▶ [WORK TO COMPLETE]: Give all of the listing again word for word, with images excluded.

▶ [RECORDS FOR THE EXERCISE]:
════════

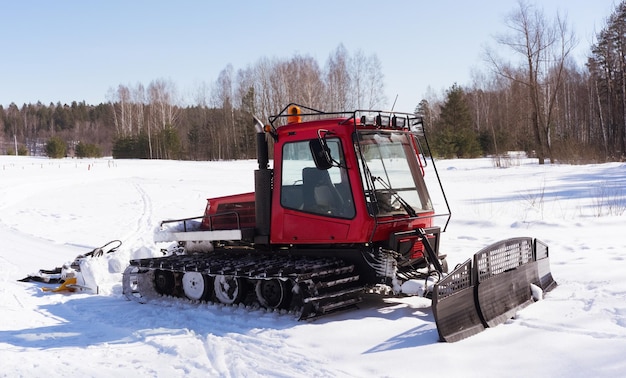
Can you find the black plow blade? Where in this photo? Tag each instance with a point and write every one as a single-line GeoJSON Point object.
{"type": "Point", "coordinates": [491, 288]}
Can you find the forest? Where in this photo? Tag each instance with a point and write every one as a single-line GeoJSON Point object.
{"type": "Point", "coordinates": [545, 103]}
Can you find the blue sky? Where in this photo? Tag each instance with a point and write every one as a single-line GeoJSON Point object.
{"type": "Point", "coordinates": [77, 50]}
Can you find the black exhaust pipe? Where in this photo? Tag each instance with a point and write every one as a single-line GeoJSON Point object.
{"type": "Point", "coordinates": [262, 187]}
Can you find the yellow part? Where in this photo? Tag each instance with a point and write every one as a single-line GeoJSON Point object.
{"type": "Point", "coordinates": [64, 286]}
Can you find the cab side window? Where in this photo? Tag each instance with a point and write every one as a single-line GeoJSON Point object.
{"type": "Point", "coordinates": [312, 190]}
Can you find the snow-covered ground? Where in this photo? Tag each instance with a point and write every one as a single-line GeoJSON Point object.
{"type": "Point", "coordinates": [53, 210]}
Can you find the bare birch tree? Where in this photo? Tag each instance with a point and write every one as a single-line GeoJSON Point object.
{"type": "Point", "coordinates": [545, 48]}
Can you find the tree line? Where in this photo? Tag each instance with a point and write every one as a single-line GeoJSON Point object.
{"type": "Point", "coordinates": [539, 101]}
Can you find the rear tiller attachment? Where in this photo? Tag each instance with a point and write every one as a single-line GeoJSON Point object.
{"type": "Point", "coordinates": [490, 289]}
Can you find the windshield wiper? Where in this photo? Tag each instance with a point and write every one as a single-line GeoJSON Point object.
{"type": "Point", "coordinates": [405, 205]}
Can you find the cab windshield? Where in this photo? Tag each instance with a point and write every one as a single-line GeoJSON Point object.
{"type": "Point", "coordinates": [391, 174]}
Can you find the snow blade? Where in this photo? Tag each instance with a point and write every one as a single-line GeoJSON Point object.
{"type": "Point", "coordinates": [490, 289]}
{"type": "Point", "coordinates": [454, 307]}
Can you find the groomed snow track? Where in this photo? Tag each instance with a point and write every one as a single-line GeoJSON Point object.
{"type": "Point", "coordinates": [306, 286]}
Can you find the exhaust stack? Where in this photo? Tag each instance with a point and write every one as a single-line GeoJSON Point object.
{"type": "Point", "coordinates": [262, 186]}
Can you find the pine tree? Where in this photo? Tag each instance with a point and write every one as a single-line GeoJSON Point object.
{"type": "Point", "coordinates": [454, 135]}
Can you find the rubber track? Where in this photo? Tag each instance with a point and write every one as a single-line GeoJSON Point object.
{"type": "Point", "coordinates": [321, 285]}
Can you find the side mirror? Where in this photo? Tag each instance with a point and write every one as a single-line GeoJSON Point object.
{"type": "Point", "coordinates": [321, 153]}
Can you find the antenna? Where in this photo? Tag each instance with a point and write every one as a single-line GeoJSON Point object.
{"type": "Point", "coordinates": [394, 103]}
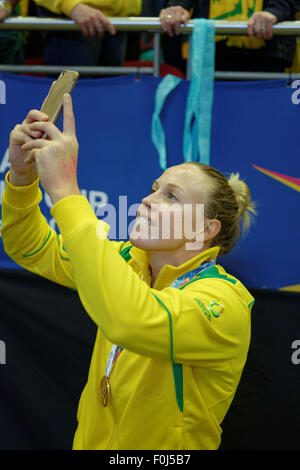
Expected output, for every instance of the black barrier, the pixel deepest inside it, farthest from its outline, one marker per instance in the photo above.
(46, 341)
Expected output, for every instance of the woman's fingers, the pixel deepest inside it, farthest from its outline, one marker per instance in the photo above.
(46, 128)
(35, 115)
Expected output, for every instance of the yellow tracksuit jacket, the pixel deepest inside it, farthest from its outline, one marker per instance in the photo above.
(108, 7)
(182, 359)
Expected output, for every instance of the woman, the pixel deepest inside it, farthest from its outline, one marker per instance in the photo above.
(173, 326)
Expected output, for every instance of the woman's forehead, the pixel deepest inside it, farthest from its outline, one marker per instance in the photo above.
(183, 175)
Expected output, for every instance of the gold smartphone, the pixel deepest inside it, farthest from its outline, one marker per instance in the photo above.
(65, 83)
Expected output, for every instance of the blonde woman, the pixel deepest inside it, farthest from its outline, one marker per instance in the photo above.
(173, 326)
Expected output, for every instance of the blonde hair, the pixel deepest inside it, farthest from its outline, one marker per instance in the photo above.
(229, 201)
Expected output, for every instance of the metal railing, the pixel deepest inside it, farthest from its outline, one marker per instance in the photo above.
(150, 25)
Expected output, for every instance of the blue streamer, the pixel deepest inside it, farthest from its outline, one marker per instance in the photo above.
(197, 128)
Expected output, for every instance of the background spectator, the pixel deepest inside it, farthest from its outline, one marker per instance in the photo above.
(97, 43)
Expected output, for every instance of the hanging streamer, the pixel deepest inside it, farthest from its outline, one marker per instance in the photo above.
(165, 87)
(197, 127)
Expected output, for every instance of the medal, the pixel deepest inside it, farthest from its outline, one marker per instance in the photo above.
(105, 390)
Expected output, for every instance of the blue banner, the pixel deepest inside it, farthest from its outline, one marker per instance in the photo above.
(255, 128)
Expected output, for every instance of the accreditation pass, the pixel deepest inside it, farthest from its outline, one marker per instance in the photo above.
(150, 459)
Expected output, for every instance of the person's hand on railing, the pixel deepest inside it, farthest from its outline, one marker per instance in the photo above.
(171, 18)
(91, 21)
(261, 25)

════════

▶ [EXERCISE RESULT]:
Can you find the black plow blade? Where in this photo? Tag each instance with a point and write every one as a single-line GeoJSON Point object.
{"type": "Point", "coordinates": [491, 288]}
Can you find the forest? Where in this photo? Tag each instance with a point and write every one as a single-line GeoJSON Point object.
{"type": "Point", "coordinates": [545, 103]}
Can you find the blue sky? Where in this photo? Tag each instance with a point and write every one as a single-line GeoJSON Point object.
{"type": "Point", "coordinates": [77, 50]}
Can you find the black exhaust pipe? Where in this photo? Tag each instance with a point and write every one as a single-line GeoJSON Point object.
{"type": "Point", "coordinates": [262, 187]}
Can you find the yellow part? Where in this photo? Tag each instance with a point and write every one as a single-line GeoJSON Point object.
{"type": "Point", "coordinates": [64, 286]}
Can you find the cab side window? Where in this photo? Tag each instance with a point and write every one as a single-line GeoJSON Point object.
{"type": "Point", "coordinates": [312, 190]}
Can you find the snow-covered ground? Where in this photo? Tag each instance with a point and write every one as a single-line GeoJSON Point object.
{"type": "Point", "coordinates": [53, 210]}
Can you find the bare birch tree? Where in this photo? Tag each instance with a point and write every one as a single-line GeoJSON Point object.
{"type": "Point", "coordinates": [545, 48]}
Can you find the tree line? Where in this photo? Tag each instance with a point and write every one as a single-line GeoJSON Point object.
{"type": "Point", "coordinates": [539, 101]}
Can you find the rear tiller attachment? Where in this photo? Tag each instance with a point and write every one as a single-line GeoJSON Point object.
{"type": "Point", "coordinates": [490, 289]}
Can you find the windshield wiper? Where in this photo? Tag each instance with a point and write every one as a single-line GeoJSON Point object.
{"type": "Point", "coordinates": [405, 205]}
Can you find the cab windshield? Where in this photo? Tag each instance with a point and write every one as a single-line GeoJSON Point object.
{"type": "Point", "coordinates": [391, 174]}
Can you find the snow blade? Where in this photo? Tag each instance with a point and write every one as a single-line GeoJSON Point object.
{"type": "Point", "coordinates": [490, 289]}
{"type": "Point", "coordinates": [454, 307]}
Can you find the groomed snow track? Where in this photo? Tag each instance with a point and write every one as a single-line GeoJSON Point object.
{"type": "Point", "coordinates": [306, 286]}
Can you find the exhaust stack? Where in this photo? Tag each instance with a point and write every one as a single-line GeoJSON Point object.
{"type": "Point", "coordinates": [262, 186]}
Can you find the pine tree? Where in this photo? Tag each instance with a point and write every one as a single-line GeoJSON Point object.
{"type": "Point", "coordinates": [454, 135]}
Can you find the rubber track? Where in this photo? Tag each instance with a point and write every one as a single-line GeoJSON Point object.
{"type": "Point", "coordinates": [321, 285]}
Can you find the side mirror? Where in this photo? Tag each instance with a point and write every one as a single-line GeoJSON Point object.
{"type": "Point", "coordinates": [321, 153]}
Can you find the antenna? Where in this photo? Tag each instance with a point and write every one as a single-line GeoJSON Point object.
{"type": "Point", "coordinates": [394, 103]}
Expected output, for every instance of the black barrier, the pixel deepest inside it, farthest from its outline, one marker per instance in the photo above.
(46, 341)
Expected output, for every instance of the woman's fingers, the pixel deepest inside it, farthest from its outline, one marker per instance in the photo above.
(46, 128)
(35, 115)
Expected output, for every instance of the yellow tracksuit jacket, the pixel deepest inside it, farthest from its outline, one marker per instance in the photo above.
(108, 7)
(182, 359)
Expected output, for every instance of the woman, the pixel deepest inside it, farthest from its outline, one marker per instance in the photo above.
(173, 326)
Expected output, for every instance of the woman's forehead, the pixel deepest inside it, farthest from its outline, one marker per instance in the photo above.
(183, 175)
Expected output, for every instance of the gold smartphone, the pixel deepest inside it, farthest from its outline, one marker per instance in the photo above.
(65, 83)
Expected output, for every instance of the blonde woman, the pixel deepest inside it, farthest from its outline, one marker per instance in the photo above.
(173, 326)
Expected output, for every instance of the blonde hair, the pixel deepest inside it, farthest from its outline, one marker per instance in the photo above.
(229, 201)
Expected output, for every instance of the metal railing, the pixel deepest inside it, farthest from its outline, one marker per instance in the photo above.
(150, 25)
Expected output, for every instance of the blue streamer, the pixel deepest inside it, farthest from its outline, one marker per instance in the photo above.
(197, 128)
Expected output, for every instance of the background spectator, the pixel deepest inside it, farthest from its outline, one marker per instance in the photo above.
(97, 43)
Expected output, for every instance of the hanging streamer, the pixel deepest inside it, farthest from its outline, one marker per instance in the photo above.
(165, 87)
(197, 127)
Expected output, for every instance of the medal, the pixel deepest inside it, farthest from its outline, one marker per instance in the photo above.
(105, 390)
Expected output, for every instance of the blue banner, the pixel deepest inside it, farthest from its outline, one marker per instance in the photo above.
(255, 128)
Expected output, for every instance of the accreditation pass, the pixel deepest inside it, farthest from its outline, one marker per instance in the photo above.
(150, 459)
Expected output, for every instance of the person's hand on railing, the pixel deepest inside it, farthest from its outline, one marker per instance in the photo above.
(171, 18)
(91, 21)
(261, 25)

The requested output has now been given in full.